Aim of the task: Output every record below exactly as it appears.

==== Data for processing

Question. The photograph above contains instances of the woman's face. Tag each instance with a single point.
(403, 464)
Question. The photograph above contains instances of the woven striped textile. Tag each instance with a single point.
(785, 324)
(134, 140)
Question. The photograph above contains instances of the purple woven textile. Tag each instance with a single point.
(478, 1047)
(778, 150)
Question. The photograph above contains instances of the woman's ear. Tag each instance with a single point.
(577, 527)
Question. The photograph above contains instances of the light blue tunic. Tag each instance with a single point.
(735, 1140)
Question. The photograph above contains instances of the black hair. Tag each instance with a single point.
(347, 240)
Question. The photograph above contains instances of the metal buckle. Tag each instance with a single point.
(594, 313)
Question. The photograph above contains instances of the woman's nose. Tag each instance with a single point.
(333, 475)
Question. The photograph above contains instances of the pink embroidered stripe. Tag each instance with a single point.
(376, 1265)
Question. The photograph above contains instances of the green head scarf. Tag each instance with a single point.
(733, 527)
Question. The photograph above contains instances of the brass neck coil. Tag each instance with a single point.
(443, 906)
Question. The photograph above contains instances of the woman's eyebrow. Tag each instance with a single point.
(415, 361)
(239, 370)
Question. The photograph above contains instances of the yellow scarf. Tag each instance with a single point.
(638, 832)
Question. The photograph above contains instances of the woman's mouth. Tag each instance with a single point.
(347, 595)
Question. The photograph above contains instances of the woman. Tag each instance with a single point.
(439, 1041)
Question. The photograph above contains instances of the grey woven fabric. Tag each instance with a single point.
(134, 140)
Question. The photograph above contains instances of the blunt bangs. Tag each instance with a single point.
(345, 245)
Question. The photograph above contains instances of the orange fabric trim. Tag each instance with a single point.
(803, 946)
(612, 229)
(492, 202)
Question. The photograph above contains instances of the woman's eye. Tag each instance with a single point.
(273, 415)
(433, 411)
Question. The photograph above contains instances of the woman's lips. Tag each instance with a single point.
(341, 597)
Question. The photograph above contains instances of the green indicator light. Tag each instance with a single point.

========

Exercise result:
Question. The photograph above contains instances of the woman's face. Tag each instance with a single point.
(403, 464)
Question. The photograph above contains instances of the woven striped textile. Tag each instance with a single point.
(785, 324)
(134, 140)
Question. The photograph above contains instances of the purple woven textile. Tag each instance with a single point.
(478, 1047)
(778, 150)
Question. The photograph above contains instances of the woman's ear. Tag each instance with a single point.
(577, 527)
Question. The photograph above contains instances of the light blue tunic. Tag each instance with a single point.
(735, 1140)
Question. The photograph above contains instances of the black hair. Tag each instance with a single point.
(347, 240)
Question. The photograph above contains instances of the metal buckle. Tag each instance with a single point.
(594, 313)
Question. The photograph above contains instances of the woman's nose. Tag each instance with a single point.
(333, 475)
Question. The photograph above contains instances of the pink embroidered stripe. Tag each instance with a single point.
(376, 1265)
Question. The photograph above contains instances of the green head scarf. Tag each instance with a single point.
(733, 527)
Question. The photograph above contains instances of the brass neck coil. Tag each instance with a single point.
(443, 906)
Question. The photograph above contains instances of the woman's eyebrow. Tag each instance with a single point.
(415, 361)
(239, 370)
Question. The photograph above contains instances of the yellow scarf. Tag each instance with a single point.
(638, 832)
Question. The photograph above contains instances of the woman's mouth. Tag each instance with a single point.
(347, 595)
Question. The photograph above contains instances of the woman. Tag each instance with a single point.
(439, 1041)
Question. The photograph above contains instances of the grey woven fabric. Tag each instance with a single point.
(134, 140)
Question. The photograph above contains instances of the blunt bangs. Tag each instance with a single point.
(345, 245)
Question. The photograph above contains instances of the orange fabric trim. Tag each instance with a single point.
(803, 946)
(612, 229)
(492, 202)
Question. The photograph above contains instances of the woman's eye. Tag each instance with a single point.
(273, 415)
(433, 411)
Question. The photograph above contains instances of the woman's lips. Tag each instance with a single point.
(341, 597)
Question. The photograph above contains instances of the green indicator light. Tag each instance with a single point.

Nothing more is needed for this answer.